● EXERCISE PROMPT
Please rewrite every line from the start of the records below up to and including the line with "(1159, 289)", shifting each answer's point coordinates by adding 98 to every number and leaving the pictures out.

● RECORDS FOR THIS EXERCISE
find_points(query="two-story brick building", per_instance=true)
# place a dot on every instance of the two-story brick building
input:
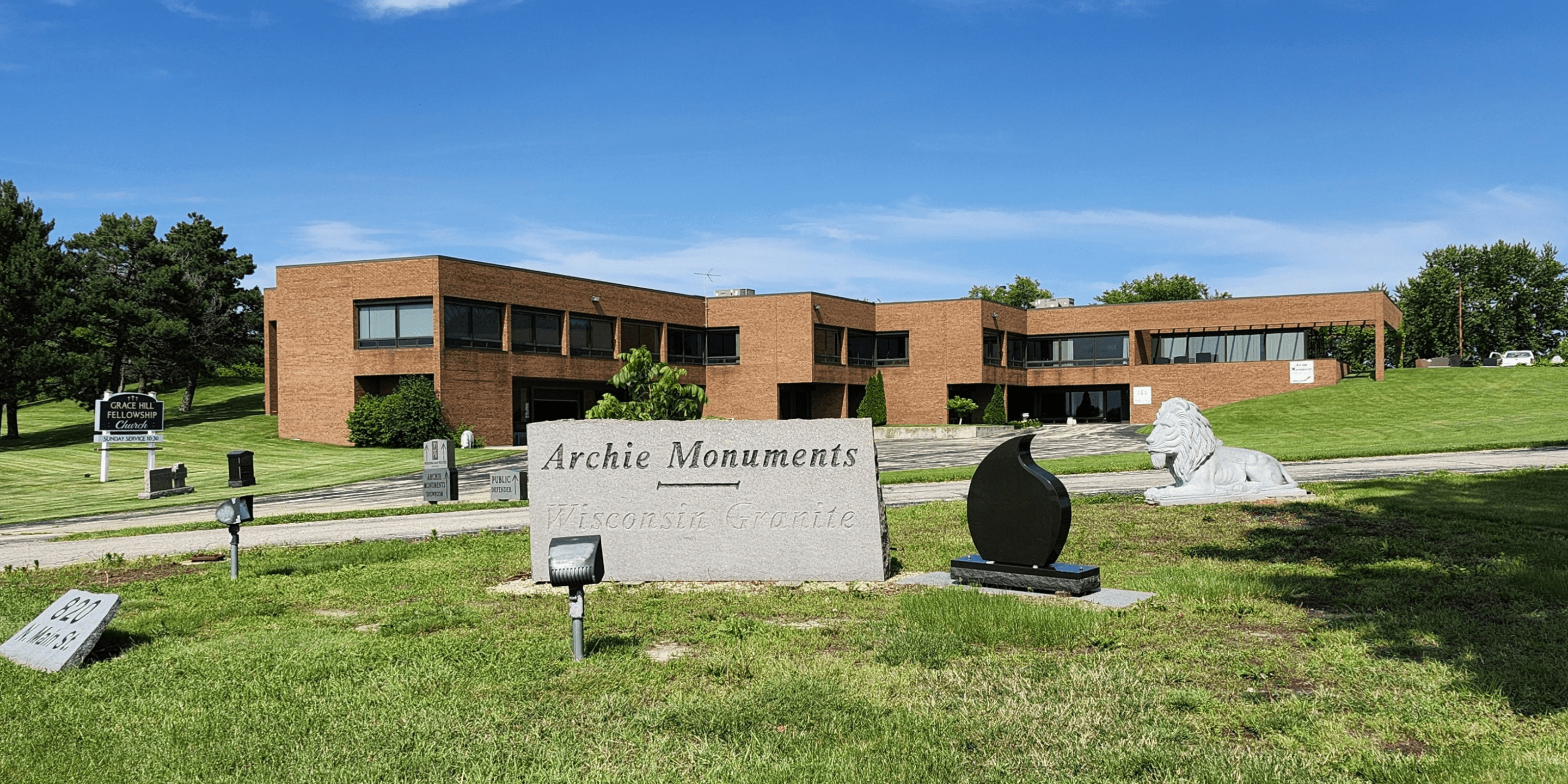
(507, 347)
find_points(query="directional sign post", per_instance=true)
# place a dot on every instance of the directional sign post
(127, 418)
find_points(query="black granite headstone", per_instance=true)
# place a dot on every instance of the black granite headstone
(242, 468)
(1020, 516)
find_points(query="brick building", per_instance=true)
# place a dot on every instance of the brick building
(507, 347)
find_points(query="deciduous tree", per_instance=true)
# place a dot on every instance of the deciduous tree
(1020, 294)
(1515, 297)
(1159, 289)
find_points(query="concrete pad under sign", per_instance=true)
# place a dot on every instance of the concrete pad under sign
(712, 499)
(1114, 598)
(65, 633)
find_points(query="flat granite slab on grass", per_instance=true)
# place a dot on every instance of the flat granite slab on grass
(1114, 598)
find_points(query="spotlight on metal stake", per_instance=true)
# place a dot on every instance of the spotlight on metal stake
(576, 562)
(232, 513)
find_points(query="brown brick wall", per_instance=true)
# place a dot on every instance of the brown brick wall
(313, 361)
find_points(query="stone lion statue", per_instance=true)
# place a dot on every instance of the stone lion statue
(1205, 469)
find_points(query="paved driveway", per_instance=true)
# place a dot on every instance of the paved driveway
(22, 549)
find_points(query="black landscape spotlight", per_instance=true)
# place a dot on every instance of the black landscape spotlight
(576, 562)
(232, 513)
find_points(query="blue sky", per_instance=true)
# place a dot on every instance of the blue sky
(879, 150)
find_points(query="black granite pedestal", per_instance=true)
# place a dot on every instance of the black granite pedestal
(1071, 578)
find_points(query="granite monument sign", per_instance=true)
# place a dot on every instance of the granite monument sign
(712, 499)
(65, 633)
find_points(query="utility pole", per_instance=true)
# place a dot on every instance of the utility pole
(1462, 322)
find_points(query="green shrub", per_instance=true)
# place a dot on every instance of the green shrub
(875, 402)
(996, 410)
(408, 418)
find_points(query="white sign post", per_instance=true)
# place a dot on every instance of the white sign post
(127, 418)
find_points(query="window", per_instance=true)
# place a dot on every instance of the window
(1236, 347)
(1076, 350)
(863, 348)
(644, 334)
(593, 336)
(827, 346)
(535, 332)
(471, 325)
(724, 347)
(391, 325)
(1016, 350)
(893, 348)
(991, 347)
(687, 346)
(694, 346)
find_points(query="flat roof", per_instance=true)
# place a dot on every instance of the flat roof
(437, 256)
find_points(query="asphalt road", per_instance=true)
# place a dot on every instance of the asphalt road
(24, 549)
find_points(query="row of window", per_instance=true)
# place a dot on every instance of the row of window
(863, 348)
(479, 325)
(1238, 347)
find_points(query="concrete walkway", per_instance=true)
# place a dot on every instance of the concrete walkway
(22, 548)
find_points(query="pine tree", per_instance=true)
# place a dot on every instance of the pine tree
(875, 402)
(996, 410)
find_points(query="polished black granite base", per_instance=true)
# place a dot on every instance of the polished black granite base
(1071, 578)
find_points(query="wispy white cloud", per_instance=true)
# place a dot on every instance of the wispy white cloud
(916, 252)
(396, 8)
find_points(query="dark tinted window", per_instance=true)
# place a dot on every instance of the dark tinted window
(827, 346)
(471, 325)
(863, 348)
(535, 332)
(991, 348)
(893, 348)
(687, 346)
(642, 334)
(593, 336)
(391, 325)
(724, 347)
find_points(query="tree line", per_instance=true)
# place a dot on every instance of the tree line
(118, 307)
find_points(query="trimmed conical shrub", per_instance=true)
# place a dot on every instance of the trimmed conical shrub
(996, 410)
(875, 402)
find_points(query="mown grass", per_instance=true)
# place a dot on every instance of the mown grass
(298, 516)
(1401, 631)
(52, 471)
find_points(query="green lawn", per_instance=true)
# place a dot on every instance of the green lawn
(1413, 412)
(1393, 631)
(54, 469)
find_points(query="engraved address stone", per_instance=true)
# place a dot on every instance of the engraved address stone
(65, 633)
(712, 499)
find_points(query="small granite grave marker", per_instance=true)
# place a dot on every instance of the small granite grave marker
(65, 633)
(1020, 516)
(165, 482)
(509, 485)
(441, 471)
(242, 468)
(712, 499)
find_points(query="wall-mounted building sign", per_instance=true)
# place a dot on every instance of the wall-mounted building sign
(127, 413)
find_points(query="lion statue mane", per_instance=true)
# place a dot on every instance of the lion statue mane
(1203, 466)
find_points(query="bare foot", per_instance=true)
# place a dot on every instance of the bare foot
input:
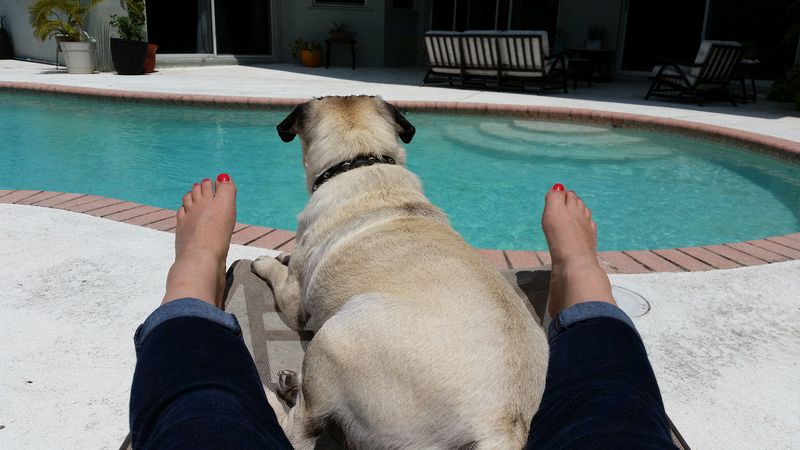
(202, 238)
(572, 238)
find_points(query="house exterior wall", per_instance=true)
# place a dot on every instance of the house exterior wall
(28, 47)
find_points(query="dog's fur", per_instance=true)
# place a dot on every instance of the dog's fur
(420, 342)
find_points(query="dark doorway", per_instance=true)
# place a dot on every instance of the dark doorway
(180, 27)
(657, 30)
(243, 27)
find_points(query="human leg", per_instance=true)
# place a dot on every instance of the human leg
(195, 384)
(600, 390)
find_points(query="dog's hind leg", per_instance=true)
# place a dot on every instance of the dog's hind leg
(286, 288)
(300, 427)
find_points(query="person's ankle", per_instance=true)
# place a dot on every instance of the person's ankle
(579, 280)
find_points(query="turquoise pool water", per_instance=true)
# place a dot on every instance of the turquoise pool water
(647, 190)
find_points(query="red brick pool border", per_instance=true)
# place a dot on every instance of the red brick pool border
(691, 259)
(723, 256)
(783, 148)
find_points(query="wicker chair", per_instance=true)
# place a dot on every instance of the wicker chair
(525, 58)
(710, 73)
(443, 49)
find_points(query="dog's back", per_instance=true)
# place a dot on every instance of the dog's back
(420, 342)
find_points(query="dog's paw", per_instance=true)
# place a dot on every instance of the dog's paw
(289, 386)
(267, 267)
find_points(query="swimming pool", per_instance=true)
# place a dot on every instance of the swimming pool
(647, 190)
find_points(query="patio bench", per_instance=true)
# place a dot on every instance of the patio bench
(509, 58)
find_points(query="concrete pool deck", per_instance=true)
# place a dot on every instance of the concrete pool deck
(724, 343)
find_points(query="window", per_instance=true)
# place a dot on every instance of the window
(340, 2)
(403, 4)
(460, 15)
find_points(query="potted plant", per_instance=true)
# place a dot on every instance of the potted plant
(129, 50)
(66, 18)
(308, 52)
(339, 32)
(786, 87)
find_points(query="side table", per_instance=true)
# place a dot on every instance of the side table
(591, 60)
(740, 78)
(328, 42)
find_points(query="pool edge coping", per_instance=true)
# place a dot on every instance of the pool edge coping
(689, 259)
(782, 148)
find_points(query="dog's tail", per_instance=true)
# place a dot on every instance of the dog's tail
(513, 436)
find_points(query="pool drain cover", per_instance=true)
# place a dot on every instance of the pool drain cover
(632, 303)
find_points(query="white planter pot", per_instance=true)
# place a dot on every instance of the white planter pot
(80, 57)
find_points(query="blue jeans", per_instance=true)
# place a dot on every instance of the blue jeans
(196, 386)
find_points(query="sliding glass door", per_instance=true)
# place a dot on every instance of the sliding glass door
(227, 27)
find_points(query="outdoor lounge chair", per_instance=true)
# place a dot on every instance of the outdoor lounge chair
(525, 58)
(444, 55)
(710, 73)
(479, 56)
(274, 346)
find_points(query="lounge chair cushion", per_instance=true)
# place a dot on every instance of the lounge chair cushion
(690, 71)
(705, 47)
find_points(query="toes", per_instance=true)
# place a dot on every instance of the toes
(196, 192)
(206, 188)
(573, 201)
(187, 201)
(555, 197)
(225, 186)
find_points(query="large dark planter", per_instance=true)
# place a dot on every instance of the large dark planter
(128, 56)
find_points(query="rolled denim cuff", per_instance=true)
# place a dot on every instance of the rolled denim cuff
(584, 311)
(184, 307)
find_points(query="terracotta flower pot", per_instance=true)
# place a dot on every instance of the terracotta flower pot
(150, 59)
(310, 59)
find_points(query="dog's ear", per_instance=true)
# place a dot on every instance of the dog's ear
(289, 128)
(407, 130)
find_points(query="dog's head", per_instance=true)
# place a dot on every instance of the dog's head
(336, 129)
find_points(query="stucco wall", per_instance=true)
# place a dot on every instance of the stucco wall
(28, 47)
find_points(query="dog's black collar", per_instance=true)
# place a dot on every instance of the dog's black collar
(350, 164)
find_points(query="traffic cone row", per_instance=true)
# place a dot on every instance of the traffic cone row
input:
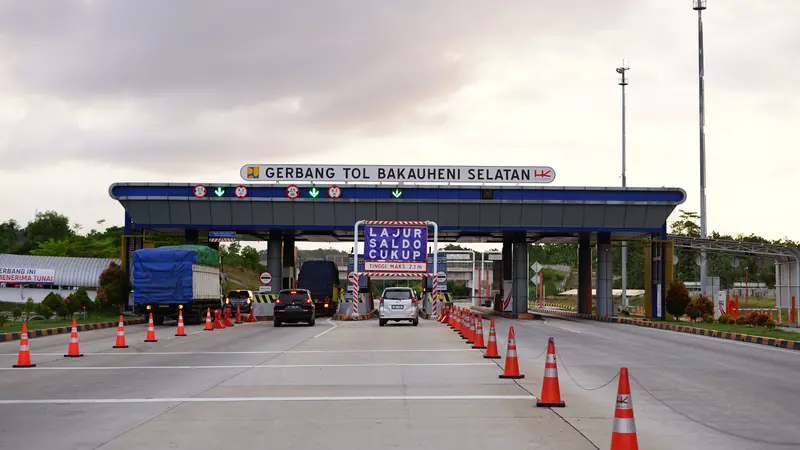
(470, 327)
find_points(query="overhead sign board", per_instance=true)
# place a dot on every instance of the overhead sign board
(26, 275)
(398, 174)
(395, 248)
(221, 234)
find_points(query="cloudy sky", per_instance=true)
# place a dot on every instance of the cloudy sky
(97, 91)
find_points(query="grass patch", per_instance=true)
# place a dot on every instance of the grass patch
(744, 329)
(96, 317)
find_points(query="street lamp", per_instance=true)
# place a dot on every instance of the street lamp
(700, 6)
(623, 81)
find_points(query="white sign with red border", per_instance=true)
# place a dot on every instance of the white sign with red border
(292, 191)
(200, 191)
(240, 191)
(395, 266)
(26, 275)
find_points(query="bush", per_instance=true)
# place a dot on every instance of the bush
(700, 307)
(742, 321)
(677, 298)
(44, 310)
(55, 303)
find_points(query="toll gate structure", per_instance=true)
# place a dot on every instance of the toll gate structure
(513, 216)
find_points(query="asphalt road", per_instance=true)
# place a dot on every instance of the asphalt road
(358, 386)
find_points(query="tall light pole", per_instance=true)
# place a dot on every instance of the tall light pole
(623, 81)
(700, 6)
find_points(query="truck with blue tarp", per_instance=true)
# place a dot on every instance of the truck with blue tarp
(185, 278)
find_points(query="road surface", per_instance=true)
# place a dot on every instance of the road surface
(358, 386)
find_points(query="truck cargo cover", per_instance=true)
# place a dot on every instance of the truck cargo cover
(206, 256)
(163, 275)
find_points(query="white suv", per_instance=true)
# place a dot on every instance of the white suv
(398, 304)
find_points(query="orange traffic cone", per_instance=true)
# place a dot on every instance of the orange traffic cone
(228, 322)
(623, 435)
(512, 363)
(209, 324)
(24, 359)
(491, 351)
(551, 393)
(218, 325)
(479, 333)
(181, 331)
(74, 349)
(471, 330)
(121, 335)
(151, 331)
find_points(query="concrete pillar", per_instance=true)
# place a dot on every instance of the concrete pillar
(584, 274)
(520, 278)
(274, 265)
(289, 275)
(506, 288)
(191, 237)
(605, 298)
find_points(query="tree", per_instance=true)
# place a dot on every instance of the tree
(10, 234)
(115, 284)
(48, 225)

● RESULT FOR THIS TASK
find_points(query="two-story brick building", per_instance=true)
# place a dot on every instance of the two-story brick building
input:
(605, 445)
find_points(query="directional sign post", per_instance=true)
# place a dot on every instance of the directional sign post
(225, 516)
find_points(query="black granite headstone", per_instance=true)
# place a dot on every instance of the black granite headstone
(340, 566)
(1118, 614)
find_points(query="brick building", per_instance=true)
# place a dot on every instance of the brick building
(605, 445)
find_points(query="deciduous tree", per_instance=true)
# place a dot on every instance of the deciduous tree
(1118, 392)
(1613, 395)
(1257, 387)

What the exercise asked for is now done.